Render every one of the following rows as a numbered list, omitting any blank lines.

··· RAW RECORDS ···

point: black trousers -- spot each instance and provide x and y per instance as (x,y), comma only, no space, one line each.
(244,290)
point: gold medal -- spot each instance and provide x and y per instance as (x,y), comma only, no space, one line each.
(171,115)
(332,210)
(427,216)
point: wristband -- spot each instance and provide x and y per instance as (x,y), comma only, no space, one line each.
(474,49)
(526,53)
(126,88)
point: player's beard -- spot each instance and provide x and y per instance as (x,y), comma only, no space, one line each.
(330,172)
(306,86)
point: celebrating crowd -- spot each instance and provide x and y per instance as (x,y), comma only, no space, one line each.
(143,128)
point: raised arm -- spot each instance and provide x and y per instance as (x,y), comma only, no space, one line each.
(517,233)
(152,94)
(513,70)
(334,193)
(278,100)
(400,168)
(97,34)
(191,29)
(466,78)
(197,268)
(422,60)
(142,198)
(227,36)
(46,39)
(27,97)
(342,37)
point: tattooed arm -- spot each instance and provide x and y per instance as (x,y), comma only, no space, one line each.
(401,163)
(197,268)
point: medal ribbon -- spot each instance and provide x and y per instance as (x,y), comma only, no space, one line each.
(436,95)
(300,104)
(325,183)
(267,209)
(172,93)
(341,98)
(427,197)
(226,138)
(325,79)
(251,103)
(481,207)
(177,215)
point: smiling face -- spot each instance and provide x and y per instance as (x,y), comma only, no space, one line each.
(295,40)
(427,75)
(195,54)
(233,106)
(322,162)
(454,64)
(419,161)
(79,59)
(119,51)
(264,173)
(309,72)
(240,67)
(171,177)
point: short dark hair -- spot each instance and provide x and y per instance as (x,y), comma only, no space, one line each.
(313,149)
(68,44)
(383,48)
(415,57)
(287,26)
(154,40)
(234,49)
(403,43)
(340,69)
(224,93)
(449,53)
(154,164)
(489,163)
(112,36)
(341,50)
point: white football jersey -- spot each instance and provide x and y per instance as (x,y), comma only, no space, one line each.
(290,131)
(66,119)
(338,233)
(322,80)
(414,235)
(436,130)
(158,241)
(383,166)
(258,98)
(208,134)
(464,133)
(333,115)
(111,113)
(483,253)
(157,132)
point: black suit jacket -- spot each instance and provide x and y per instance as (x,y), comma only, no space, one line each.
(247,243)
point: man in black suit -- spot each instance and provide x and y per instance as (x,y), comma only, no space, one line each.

···

**OUTPUT OF THE TASK:**
1. point: black trousers -- spot each instance and provide x and y per instance as (x,y), comma only, no space, one line each.
2. (244,290)
3. point: gold medal -- spot each instance and provide x and y per instance as (x,y), comma only, no space, one line each.
4. (171,115)
5. (332,210)
6. (427,216)
7. point: wristband -- spot each instance and provide x and y per instance as (x,y), comma only, no space, one line each.
8. (474,49)
9. (526,53)
10. (126,88)
11. point: player's beard -- spot each instance and provide x and y per instance as (x,y), comma only, no space, one line each.
12. (330,172)
13. (306,86)
14. point: celebrating crowd -- spot each instance and provide x and y per instance as (x,y), comma only, no space, one line each.
15. (143,128)
16. point: raised arm -- spot each instance and provide x and y per instance as (x,y), comma only, no space, one line each.
17. (517,233)
18. (152,94)
19. (513,70)
20. (334,193)
21. (278,100)
22. (400,168)
23. (97,34)
24. (191,29)
25. (466,78)
26. (197,268)
27. (422,60)
28. (142,198)
29. (227,36)
30. (46,39)
31. (27,97)
32. (342,37)
33. point: tattooed arm -- spot each instance and provide x and y per instance as (x,y), comma only, no space, one line each.
34. (401,163)
35. (197,268)
36. point: medal ribbon -- spot each instance and provide x and y per instance as (x,y), comma only, no space, one line each.
37. (436,95)
38. (300,104)
39. (325,183)
40. (267,209)
41. (172,93)
42. (341,98)
43. (427,197)
44. (226,138)
45. (325,79)
46. (251,103)
47. (481,207)
48. (177,215)
49. point: smiling face -- spot each instance and provide x and y per instance as (x,y), comma only, no space, one line each.
50. (295,40)
51. (427,75)
52. (195,54)
53. (233,106)
54. (322,162)
55. (454,64)
56. (419,161)
57. (79,59)
58. (119,51)
59. (264,173)
60. (309,72)
61. (240,67)
62. (171,177)
63. point: short dark hair -- spot each instance and provide x and y per instance as (x,y), comma only, no space, one line each.
64. (313,149)
65. (68,44)
66. (383,48)
67. (415,57)
68. (287,26)
69. (154,40)
70. (234,49)
71. (403,43)
72. (340,69)
73. (224,93)
74. (449,53)
75. (154,164)
76. (489,163)
77. (112,36)
78. (341,50)
79. point: white football jersey -- spot each instance and provide x and y per instance as (x,y), comma only, no space, one line each.
80. (290,131)
81. (66,119)
82. (338,233)
83. (322,80)
84. (414,235)
85. (436,130)
86. (158,241)
87. (383,166)
88. (258,98)
89. (208,134)
90. (464,133)
91. (333,115)
92. (111,113)
93. (483,253)
94. (157,132)
95. point: black suit jacket -- spot each instance and provide x and y per instance as (x,y), comma only, no space, one line each.
96. (247,243)
97. point: man in black suit -- spot each instance and provide x and y per instance as (x,y), comma only, no space, one line each.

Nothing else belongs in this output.